**The data**
=======

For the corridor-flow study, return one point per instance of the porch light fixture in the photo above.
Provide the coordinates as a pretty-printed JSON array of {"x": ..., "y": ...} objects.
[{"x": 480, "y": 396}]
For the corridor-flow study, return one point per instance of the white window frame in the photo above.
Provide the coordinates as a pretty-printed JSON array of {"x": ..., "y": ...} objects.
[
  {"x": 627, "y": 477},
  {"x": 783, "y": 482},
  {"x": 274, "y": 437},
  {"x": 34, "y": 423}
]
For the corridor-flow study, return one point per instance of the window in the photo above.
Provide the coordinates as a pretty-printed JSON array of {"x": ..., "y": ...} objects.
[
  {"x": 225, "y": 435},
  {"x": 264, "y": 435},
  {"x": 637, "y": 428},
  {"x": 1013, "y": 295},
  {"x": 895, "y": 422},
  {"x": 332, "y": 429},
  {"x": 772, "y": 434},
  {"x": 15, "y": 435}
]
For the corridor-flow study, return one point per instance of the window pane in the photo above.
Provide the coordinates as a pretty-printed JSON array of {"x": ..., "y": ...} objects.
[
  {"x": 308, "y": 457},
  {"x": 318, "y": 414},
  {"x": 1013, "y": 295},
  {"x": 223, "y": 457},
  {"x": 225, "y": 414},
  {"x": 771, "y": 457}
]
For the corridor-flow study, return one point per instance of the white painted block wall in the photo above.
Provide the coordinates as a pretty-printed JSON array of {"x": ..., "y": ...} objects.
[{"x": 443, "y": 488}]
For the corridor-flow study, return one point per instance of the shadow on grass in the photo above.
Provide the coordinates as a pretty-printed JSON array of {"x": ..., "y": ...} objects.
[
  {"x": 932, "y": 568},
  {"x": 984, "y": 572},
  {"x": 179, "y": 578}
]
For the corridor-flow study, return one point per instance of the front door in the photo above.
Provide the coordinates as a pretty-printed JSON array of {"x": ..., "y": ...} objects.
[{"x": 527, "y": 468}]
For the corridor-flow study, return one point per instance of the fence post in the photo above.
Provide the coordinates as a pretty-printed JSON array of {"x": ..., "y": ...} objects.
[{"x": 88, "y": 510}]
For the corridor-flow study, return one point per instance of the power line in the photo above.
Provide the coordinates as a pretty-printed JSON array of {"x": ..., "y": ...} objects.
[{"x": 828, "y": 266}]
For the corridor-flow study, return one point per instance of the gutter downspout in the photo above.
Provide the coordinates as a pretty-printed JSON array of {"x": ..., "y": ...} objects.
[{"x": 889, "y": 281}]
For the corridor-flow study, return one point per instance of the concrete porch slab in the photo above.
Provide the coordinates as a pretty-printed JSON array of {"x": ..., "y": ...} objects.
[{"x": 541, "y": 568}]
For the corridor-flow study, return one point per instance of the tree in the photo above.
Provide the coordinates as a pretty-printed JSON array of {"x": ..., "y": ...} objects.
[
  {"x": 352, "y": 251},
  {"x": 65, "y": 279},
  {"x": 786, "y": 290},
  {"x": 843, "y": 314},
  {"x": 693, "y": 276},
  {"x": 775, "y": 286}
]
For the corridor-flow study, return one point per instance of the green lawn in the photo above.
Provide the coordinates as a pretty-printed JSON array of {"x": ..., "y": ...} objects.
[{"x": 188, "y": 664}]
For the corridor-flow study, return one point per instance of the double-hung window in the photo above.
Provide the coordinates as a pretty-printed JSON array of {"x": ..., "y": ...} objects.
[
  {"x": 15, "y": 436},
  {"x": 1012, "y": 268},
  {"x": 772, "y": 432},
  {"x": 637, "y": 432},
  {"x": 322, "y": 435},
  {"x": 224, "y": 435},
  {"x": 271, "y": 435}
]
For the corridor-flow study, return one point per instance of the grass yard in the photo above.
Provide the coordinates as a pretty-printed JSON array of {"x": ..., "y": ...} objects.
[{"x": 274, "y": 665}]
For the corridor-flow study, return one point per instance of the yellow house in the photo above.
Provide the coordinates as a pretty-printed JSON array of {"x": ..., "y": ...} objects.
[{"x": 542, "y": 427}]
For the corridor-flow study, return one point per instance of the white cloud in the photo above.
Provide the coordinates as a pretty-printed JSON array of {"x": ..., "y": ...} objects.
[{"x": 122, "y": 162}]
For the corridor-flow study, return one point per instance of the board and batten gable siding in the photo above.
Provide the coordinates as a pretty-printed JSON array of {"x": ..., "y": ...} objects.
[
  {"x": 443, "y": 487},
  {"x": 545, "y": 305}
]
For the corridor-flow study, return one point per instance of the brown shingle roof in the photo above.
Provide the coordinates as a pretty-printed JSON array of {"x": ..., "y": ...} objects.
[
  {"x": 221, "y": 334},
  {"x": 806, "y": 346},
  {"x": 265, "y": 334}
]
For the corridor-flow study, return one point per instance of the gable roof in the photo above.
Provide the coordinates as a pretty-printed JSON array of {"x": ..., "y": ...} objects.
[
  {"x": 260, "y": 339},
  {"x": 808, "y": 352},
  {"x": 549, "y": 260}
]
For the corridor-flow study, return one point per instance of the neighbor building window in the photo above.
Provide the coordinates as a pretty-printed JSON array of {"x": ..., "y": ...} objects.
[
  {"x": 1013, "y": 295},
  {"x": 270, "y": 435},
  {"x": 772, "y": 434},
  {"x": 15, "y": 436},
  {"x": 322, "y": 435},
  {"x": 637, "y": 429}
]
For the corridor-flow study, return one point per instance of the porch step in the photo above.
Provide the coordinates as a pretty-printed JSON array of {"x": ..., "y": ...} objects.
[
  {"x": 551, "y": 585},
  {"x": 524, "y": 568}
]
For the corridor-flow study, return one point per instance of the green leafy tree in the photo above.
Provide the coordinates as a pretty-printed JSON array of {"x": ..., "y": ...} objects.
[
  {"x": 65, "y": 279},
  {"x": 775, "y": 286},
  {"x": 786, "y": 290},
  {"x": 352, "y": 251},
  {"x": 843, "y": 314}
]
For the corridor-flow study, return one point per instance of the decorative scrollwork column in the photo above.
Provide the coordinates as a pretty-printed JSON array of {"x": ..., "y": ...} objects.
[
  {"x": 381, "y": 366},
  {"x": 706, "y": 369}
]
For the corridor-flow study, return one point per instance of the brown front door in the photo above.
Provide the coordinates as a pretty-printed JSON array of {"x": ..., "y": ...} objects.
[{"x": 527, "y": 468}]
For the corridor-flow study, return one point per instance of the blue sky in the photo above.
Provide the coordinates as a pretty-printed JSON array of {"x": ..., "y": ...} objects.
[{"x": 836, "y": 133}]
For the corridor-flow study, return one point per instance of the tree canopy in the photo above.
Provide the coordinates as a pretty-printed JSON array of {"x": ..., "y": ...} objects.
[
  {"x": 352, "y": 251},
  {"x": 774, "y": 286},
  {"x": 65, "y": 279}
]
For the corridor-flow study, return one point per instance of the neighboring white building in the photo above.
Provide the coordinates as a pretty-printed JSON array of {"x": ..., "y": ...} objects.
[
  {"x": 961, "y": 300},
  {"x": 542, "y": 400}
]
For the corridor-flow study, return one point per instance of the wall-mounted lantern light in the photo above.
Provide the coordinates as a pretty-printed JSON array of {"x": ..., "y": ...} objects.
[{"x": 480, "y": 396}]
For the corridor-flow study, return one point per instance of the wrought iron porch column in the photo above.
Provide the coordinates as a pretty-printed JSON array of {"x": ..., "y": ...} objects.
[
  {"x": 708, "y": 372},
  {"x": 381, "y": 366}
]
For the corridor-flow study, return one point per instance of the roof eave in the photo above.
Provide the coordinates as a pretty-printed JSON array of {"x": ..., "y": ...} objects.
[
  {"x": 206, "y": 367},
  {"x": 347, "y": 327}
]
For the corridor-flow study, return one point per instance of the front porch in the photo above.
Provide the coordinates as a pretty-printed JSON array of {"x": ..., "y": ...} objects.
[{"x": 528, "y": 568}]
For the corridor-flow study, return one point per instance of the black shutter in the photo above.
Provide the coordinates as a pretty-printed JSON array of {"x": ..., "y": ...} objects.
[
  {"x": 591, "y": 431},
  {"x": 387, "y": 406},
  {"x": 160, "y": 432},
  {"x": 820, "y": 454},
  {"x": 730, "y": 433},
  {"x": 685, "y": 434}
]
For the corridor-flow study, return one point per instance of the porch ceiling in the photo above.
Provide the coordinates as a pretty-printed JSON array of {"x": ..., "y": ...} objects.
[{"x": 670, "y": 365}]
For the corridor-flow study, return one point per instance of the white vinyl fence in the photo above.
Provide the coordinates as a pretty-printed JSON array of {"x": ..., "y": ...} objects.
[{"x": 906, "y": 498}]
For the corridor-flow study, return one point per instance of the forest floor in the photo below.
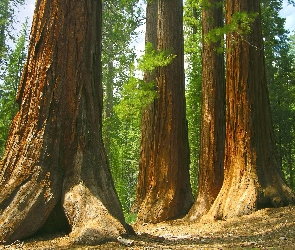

=======

**Assignment**
In the listing above, find the line with "light in the photo above." and the line with "porch in the photo above.", then reproduce both and every line between them exactly.

**Answer**
For the corridor-flow study, return one point per instance of the wall-mounted lantern light in the photo above.
Provide the coordinates as a pretty-printed JSON array of {"x": ..., "y": ...} objects.
[{"x": 480, "y": 396}]
For the corridor-flow study, return one point per instance of the wrought iron porch column in the photo above.
Provide the coordinates as a pretty-printed JSON array of {"x": ..., "y": ...} objects.
[
  {"x": 708, "y": 372},
  {"x": 381, "y": 366}
]
For the corridor-flow study, return one point per instance of the roof eave in the photo above.
Provide the coordinates as a pretty-printed JSON array of {"x": ..., "y": ...} objects.
[
  {"x": 206, "y": 367},
  {"x": 347, "y": 327}
]
For the corridor-flow study, return one point per instance of the front porch in the photo above.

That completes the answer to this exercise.